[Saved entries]
□ □ □ □
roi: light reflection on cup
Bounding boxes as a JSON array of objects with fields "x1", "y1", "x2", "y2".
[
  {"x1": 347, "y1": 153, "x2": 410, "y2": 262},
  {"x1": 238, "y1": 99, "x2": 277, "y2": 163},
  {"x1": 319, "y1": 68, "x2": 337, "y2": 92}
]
□ □ □ □
▶ _Exercise goal_: Nothing in the records above may differ in your copy; retype them in full.

▶ _Worked solution_:
roi: light reflection on cup
Bounding boxes as a JSON array of objects with fields "x1", "y1", "x2", "y2".
[
  {"x1": 347, "y1": 153, "x2": 410, "y2": 262},
  {"x1": 238, "y1": 99, "x2": 277, "y2": 163},
  {"x1": 319, "y1": 68, "x2": 337, "y2": 92}
]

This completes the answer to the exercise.